Brief — Retype every entry word for word.

---------- Records for processing

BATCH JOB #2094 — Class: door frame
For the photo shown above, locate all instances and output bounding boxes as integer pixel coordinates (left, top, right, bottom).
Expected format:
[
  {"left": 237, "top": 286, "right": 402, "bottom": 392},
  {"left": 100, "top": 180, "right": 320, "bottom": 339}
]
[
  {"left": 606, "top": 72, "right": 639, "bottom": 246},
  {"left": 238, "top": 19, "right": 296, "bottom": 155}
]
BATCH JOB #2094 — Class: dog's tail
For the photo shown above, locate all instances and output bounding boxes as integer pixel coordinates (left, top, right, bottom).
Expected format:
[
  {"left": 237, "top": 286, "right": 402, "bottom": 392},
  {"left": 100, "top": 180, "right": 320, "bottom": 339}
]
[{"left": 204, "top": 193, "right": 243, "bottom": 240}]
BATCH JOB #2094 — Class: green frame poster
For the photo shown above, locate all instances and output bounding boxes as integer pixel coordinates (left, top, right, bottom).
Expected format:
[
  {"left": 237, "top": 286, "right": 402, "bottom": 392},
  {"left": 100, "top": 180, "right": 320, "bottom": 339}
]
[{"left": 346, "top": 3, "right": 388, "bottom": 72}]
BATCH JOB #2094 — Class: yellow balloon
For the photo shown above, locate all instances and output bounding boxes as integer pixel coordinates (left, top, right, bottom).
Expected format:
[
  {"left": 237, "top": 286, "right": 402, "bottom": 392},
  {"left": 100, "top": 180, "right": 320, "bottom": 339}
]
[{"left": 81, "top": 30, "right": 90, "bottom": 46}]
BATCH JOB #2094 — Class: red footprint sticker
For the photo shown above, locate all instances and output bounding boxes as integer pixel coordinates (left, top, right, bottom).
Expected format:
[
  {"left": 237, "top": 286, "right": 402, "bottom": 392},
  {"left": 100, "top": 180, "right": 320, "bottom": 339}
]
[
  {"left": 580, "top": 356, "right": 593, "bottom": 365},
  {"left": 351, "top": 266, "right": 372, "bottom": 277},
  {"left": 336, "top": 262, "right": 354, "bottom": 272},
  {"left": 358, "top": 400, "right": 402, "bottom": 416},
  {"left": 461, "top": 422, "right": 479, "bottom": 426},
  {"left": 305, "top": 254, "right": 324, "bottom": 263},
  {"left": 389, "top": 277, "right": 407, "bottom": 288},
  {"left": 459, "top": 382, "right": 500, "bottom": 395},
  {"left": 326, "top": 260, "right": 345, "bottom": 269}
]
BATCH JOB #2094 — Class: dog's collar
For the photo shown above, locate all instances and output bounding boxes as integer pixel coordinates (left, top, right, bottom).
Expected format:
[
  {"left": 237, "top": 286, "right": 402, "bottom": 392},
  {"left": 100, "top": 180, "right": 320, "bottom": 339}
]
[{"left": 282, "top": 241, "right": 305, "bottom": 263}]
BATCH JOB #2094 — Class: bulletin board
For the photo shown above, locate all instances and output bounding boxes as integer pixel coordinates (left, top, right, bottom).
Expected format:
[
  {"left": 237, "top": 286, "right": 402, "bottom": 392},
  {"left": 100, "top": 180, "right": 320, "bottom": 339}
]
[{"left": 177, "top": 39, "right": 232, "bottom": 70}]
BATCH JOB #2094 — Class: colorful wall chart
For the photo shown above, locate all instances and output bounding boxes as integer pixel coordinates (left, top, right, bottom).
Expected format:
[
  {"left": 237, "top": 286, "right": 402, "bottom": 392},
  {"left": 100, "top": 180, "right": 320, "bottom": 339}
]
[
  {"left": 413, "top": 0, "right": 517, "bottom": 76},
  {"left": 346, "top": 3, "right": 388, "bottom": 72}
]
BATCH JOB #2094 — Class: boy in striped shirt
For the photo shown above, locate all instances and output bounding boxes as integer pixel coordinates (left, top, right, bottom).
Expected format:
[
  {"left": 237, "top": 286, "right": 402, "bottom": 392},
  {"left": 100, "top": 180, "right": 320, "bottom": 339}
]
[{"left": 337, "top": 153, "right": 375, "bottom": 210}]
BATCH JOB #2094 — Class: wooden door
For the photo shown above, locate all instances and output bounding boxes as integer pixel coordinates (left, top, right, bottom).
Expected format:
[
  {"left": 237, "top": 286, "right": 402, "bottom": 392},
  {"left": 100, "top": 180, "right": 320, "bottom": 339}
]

--------------------

Task result —
BATCH JOB #2094 — Class: door frame
For the photo shown above, locate all instances and output bounding boxes as integer pixel coordinates (left, top, right, bottom).
Expected format:
[
  {"left": 237, "top": 286, "right": 402, "bottom": 392},
  {"left": 100, "top": 180, "right": 320, "bottom": 339}
]
[
  {"left": 606, "top": 72, "right": 639, "bottom": 246},
  {"left": 238, "top": 19, "right": 296, "bottom": 155}
]
BATCH JOB #2094 — Class: dog's tail
For the photo shown above, locate all instances and output bounding boxes as integer pixel coordinates (left, top, right, bottom).
Expected format:
[
  {"left": 237, "top": 286, "right": 402, "bottom": 392},
  {"left": 100, "top": 180, "right": 320, "bottom": 339}
]
[{"left": 204, "top": 193, "right": 243, "bottom": 240}]
BATCH JOB #2094 — Class: green frame poster
For the photo shown above, locate all instances and output bounding boxes as integer pixel coordinates (left, top, right, bottom).
Expected format:
[
  {"left": 237, "top": 286, "right": 402, "bottom": 392},
  {"left": 100, "top": 180, "right": 320, "bottom": 339}
]
[{"left": 346, "top": 3, "right": 388, "bottom": 72}]
BATCH JOB #2094 — Class: yellow balloon
For the photo shown above, locate all instances and output bounding boxes as integer pixel coordinates (left, top, right, bottom).
Expected format:
[
  {"left": 237, "top": 286, "right": 402, "bottom": 392},
  {"left": 100, "top": 180, "right": 320, "bottom": 339}
]
[{"left": 81, "top": 30, "right": 90, "bottom": 46}]
BATCH JOB #2094 — Class: red footprint sticker
For the photo shown above, locate all instances and output bounding boxes as integer pixel coordinates (left, top, right, bottom).
Expected format:
[
  {"left": 237, "top": 286, "right": 402, "bottom": 392},
  {"left": 100, "top": 180, "right": 320, "bottom": 339}
]
[
  {"left": 580, "top": 356, "right": 593, "bottom": 365},
  {"left": 351, "top": 266, "right": 372, "bottom": 277},
  {"left": 336, "top": 262, "right": 354, "bottom": 272},
  {"left": 358, "top": 400, "right": 402, "bottom": 416},
  {"left": 461, "top": 422, "right": 479, "bottom": 426},
  {"left": 305, "top": 254, "right": 324, "bottom": 263},
  {"left": 389, "top": 277, "right": 407, "bottom": 288},
  {"left": 459, "top": 382, "right": 500, "bottom": 395},
  {"left": 326, "top": 260, "right": 345, "bottom": 269}
]
BATCH JOB #2094 — Class: dog's collar
For the photo shown above, locate all instances and output bounding boxes as integer pixel coordinates (left, top, right, bottom).
Expected format:
[
  {"left": 237, "top": 286, "right": 402, "bottom": 392},
  {"left": 100, "top": 180, "right": 320, "bottom": 339}
]
[{"left": 282, "top": 241, "right": 305, "bottom": 263}]
BATCH JOB #2094 — Class: bulletin board
For the photo shown above, locate all instances and output bounding boxes as integer pixel coordinates (left, top, right, bottom).
Expected format:
[
  {"left": 237, "top": 286, "right": 402, "bottom": 392},
  {"left": 100, "top": 180, "right": 320, "bottom": 339}
]
[{"left": 177, "top": 39, "right": 232, "bottom": 70}]
BATCH JOB #2094 — Class: colorful wall chart
For the photo shown above, locate all instances and output bounding boxes as integer pixel coordinates (left, top, right, bottom).
Expected format:
[
  {"left": 237, "top": 286, "right": 402, "bottom": 392},
  {"left": 100, "top": 180, "right": 320, "bottom": 339}
]
[
  {"left": 413, "top": 0, "right": 517, "bottom": 76},
  {"left": 346, "top": 3, "right": 388, "bottom": 72}
]
BATCH JOB #2094 — Class: boy in striped shirt
For the photo shown above, locate all instances and output bounding boxes as integer pixel coordinates (left, top, right, bottom).
Expected format:
[
  {"left": 237, "top": 286, "right": 402, "bottom": 392},
  {"left": 100, "top": 180, "right": 320, "bottom": 339}
]
[{"left": 337, "top": 153, "right": 375, "bottom": 210}]
BATCH JOB #2094 — Class: wooden door
For the photo shown above, locate all instances and output bounding boxes as integer pixel coordinates (left, top, right, bottom).
Expected format:
[
  {"left": 237, "top": 286, "right": 402, "bottom": 392},
  {"left": 100, "top": 180, "right": 320, "bottom": 339}
]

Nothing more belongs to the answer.